> [Exercise description]: Reproduce the rows below word for word, starting at their beginning and ending with the line that contains "positive clicks: (104, 137)", including both ends. Leave the pictures out of your answer.

(Source data)
== == ==
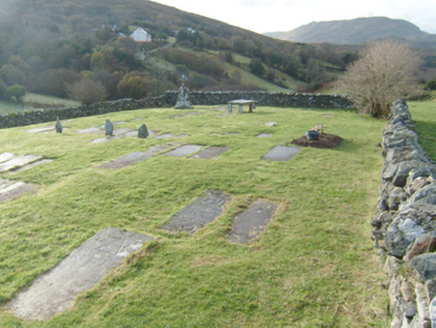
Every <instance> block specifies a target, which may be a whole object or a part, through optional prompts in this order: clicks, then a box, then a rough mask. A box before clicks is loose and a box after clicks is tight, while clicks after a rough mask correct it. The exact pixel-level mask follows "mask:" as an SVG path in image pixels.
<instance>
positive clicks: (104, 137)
mask: <svg viewBox="0 0 436 328" xmlns="http://www.w3.org/2000/svg"><path fill="white" fill-rule="evenodd" d="M115 139H121V138H120V137H118V136H110V137H104V138H99V139H94V140H91V141H90V143H105V142H108V141H112V140H115Z"/></svg>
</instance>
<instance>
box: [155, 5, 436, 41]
mask: <svg viewBox="0 0 436 328" xmlns="http://www.w3.org/2000/svg"><path fill="white" fill-rule="evenodd" d="M154 1H155V2H158V3H161V4H164V5H168V6H172V7H176V8H178V9H181V10H183V11H188V12H192V13H196V14H199V15H202V16H206V17H209V18H214V19H217V20H220V21H223V22H225V23H228V24H231V25H236V26H239V27H242V28H246V29H249V30H252V31H254V32H258V33H264V32H276V31H289V30H292V29H294V28H296V27H299V26H301V25H305V24H309V23H310V22H313V21H317V22H320V21H330V20H340V19H353V18H358V17H371V16H386V17H389V18H397V19H405V20H407V21H409V22H411V23H413V24H415V25H417V26H418V27H419V28H420V29H421V30H423V31H425V32H429V33H434V34H436V19H435V15H436V0H364V1H350V0H348V1H344V0H330V1H326V0H219V1H204V0H183V1H181V0H154Z"/></svg>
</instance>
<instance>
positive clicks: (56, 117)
mask: <svg viewBox="0 0 436 328" xmlns="http://www.w3.org/2000/svg"><path fill="white" fill-rule="evenodd" d="M55 130H56V132H57V133H62V124H61V122H60V121H59V116H56V125H55Z"/></svg>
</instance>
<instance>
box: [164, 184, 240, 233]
mask: <svg viewBox="0 0 436 328" xmlns="http://www.w3.org/2000/svg"><path fill="white" fill-rule="evenodd" d="M231 199H232V196H230V195H228V194H225V193H224V192H222V191H219V190H208V191H206V193H205V194H204V195H202V196H200V197H198V198H197V199H195V200H194V201H192V202H191V203H189V204H188V205H187V206H186V207H184V208H183V209H181V210H180V211H179V212H177V213H176V214H174V215H173V216H172V217H171V219H170V221H169V222H168V223H167V224H165V225H163V226H162V228H163V229H165V230H167V231H187V232H189V233H194V232H196V231H197V230H198V229H201V228H203V227H204V226H205V225H206V224H208V223H211V222H213V221H214V220H215V219H216V218H217V217H219V216H220V215H221V214H222V211H223V207H224V205H225V204H226V203H227V202H229V201H230V200H231Z"/></svg>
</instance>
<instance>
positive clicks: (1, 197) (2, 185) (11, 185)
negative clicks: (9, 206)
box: [0, 179, 36, 202]
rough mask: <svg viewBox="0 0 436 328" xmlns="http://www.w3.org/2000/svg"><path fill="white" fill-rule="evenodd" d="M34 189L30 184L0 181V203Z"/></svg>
mask: <svg viewBox="0 0 436 328" xmlns="http://www.w3.org/2000/svg"><path fill="white" fill-rule="evenodd" d="M35 188H36V187H35V185H33V184H31V183H25V182H21V181H18V182H17V181H10V180H1V179H0V202H4V201H7V200H10V199H12V198H15V197H17V196H19V195H22V194H24V193H27V192H29V191H32V190H33V189H35Z"/></svg>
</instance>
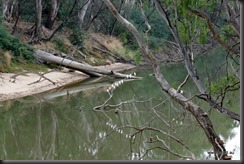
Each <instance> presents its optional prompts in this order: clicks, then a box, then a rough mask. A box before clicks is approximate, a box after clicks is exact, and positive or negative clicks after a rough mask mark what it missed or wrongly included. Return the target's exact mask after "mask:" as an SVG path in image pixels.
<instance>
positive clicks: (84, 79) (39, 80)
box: [0, 63, 135, 102]
mask: <svg viewBox="0 0 244 164" xmlns="http://www.w3.org/2000/svg"><path fill="white" fill-rule="evenodd" d="M97 67H98V68H105V69H109V70H114V71H117V72H121V71H126V70H129V69H132V68H135V66H134V65H131V64H124V63H114V64H111V65H105V66H97ZM13 75H15V74H14V73H0V102H2V101H6V100H11V99H17V98H21V97H25V96H30V95H34V94H39V93H42V92H46V91H49V90H52V89H56V88H59V87H62V86H65V85H68V84H71V83H75V82H79V81H83V80H85V79H87V78H89V77H90V76H88V75H86V74H84V73H82V72H80V71H74V72H69V71H51V72H48V73H46V74H45V75H44V76H45V77H46V78H47V79H45V78H40V76H39V75H38V74H35V73H26V74H21V75H18V76H17V77H16V78H15V79H13V78H12V76H13ZM49 80H50V81H49ZM52 82H54V83H55V84H53V83H52Z"/></svg>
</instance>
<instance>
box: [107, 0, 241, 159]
mask: <svg viewBox="0 0 244 164" xmlns="http://www.w3.org/2000/svg"><path fill="white" fill-rule="evenodd" d="M103 1H104V3H105V4H106V5H107V7H108V8H109V9H110V11H111V12H112V14H113V15H114V16H115V17H116V18H117V20H118V21H119V22H120V23H121V24H123V25H124V27H126V28H127V29H128V30H129V31H130V32H131V33H132V34H133V36H134V37H135V38H136V40H137V42H138V44H139V47H140V49H141V52H142V54H144V55H145V56H146V57H147V58H148V59H149V61H150V63H151V66H152V68H153V70H154V73H155V78H156V79H157V81H158V82H159V84H160V86H161V88H162V90H163V91H165V92H166V93H167V94H168V95H169V96H170V97H171V98H172V99H174V100H175V101H176V102H177V103H179V104H180V105H181V106H182V107H183V108H184V109H186V110H187V111H189V112H190V113H191V114H192V115H193V116H194V117H195V118H196V120H197V122H198V123H199V125H200V126H201V128H202V129H203V130H204V132H205V134H206V137H207V138H208V140H209V142H210V143H211V145H212V147H213V150H214V155H215V159H216V160H225V159H226V157H227V151H226V149H225V146H224V145H223V142H222V141H221V140H220V137H219V136H218V135H217V134H216V132H215V129H214V128H213V125H212V122H211V120H210V118H209V116H208V114H207V113H206V112H204V110H203V109H202V108H201V107H200V106H198V105H197V104H195V103H194V102H193V101H192V100H191V98H190V99H187V98H186V97H185V96H183V95H182V93H180V92H179V89H180V88H177V89H174V88H173V87H172V86H171V85H170V84H169V82H168V81H167V80H166V79H165V78H164V76H163V74H162V73H161V71H160V65H159V63H158V62H157V60H156V58H155V56H154V54H153V53H152V51H151V50H150V48H149V46H148V41H149V40H148V39H147V33H148V31H145V33H144V35H145V36H143V34H141V33H139V31H138V30H137V29H136V28H135V26H134V25H133V24H132V23H131V22H130V21H128V19H125V18H124V17H122V16H121V15H120V13H119V12H118V11H117V10H116V8H115V7H114V6H113V4H112V3H111V2H110V1H109V0H103ZM153 2H154V4H155V6H156V9H157V10H158V13H159V14H160V15H161V16H162V18H163V19H164V20H165V22H167V24H168V27H169V29H170V30H171V32H172V35H173V38H174V41H175V43H174V44H176V45H177V48H178V49H179V51H180V53H181V55H182V56H183V58H184V64H185V67H186V69H187V71H188V74H189V75H190V77H191V78H192V79H193V81H194V82H195V84H196V86H197V87H198V89H199V91H200V93H201V95H203V96H206V98H204V97H203V99H205V100H206V101H208V102H209V104H210V105H211V106H212V105H213V103H214V105H215V106H218V105H219V104H217V103H216V102H214V101H213V100H212V98H211V97H210V94H208V93H207V91H206V89H205V87H204V86H203V84H202V82H201V80H200V79H199V77H198V75H197V72H196V70H195V68H194V64H193V58H192V57H191V54H192V49H191V44H190V43H193V42H191V41H192V39H193V36H192V37H191V35H190V34H193V35H196V33H192V32H193V31H190V30H191V29H189V28H192V26H191V24H190V22H188V21H193V20H192V19H189V16H188V17H185V18H184V17H182V15H181V14H185V13H184V12H185V11H182V10H185V8H184V6H180V5H182V4H180V2H182V1H164V2H165V3H168V5H166V4H165V3H162V1H158V0H154V1H153ZM197 2H198V1H197ZM201 3H204V2H202V1H201ZM142 16H143V17H144V19H145V21H146V22H147V20H146V18H145V15H144V14H143V12H142ZM184 16H187V15H184ZM187 19H188V21H187ZM195 21H198V22H199V23H200V22H201V20H195ZM198 22H197V23H198ZM146 24H147V23H146ZM195 25H196V26H195V28H194V29H198V28H199V26H198V25H197V24H195ZM147 27H148V30H150V26H149V25H148V24H147ZM185 34H186V35H185ZM184 36H185V37H184ZM188 46H189V47H188ZM184 83H185V82H184ZM184 83H182V85H183V84H184ZM200 98H201V97H200ZM219 107H220V109H219ZM217 110H219V111H220V112H221V113H224V114H226V111H227V116H230V117H231V118H233V119H236V120H238V115H237V114H235V113H234V112H231V111H228V110H226V109H223V108H222V106H218V107H217ZM230 113H231V114H230ZM228 114H229V115H228ZM232 114H233V115H232Z"/></svg>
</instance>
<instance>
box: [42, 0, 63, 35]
== == ==
> [Answer to this exercise]:
Every <instance> block specifies a target, which may be a whole object or a part, through optional prompts in this order: clicks, then a box, then a rough mask. A box before clicks is loose and a box after clicks is tight, while clicks after a rough mask correct it. The exact pixel-level mask follows "mask:" as an SVG path in image pixels.
<instance>
positive clicks: (104, 137)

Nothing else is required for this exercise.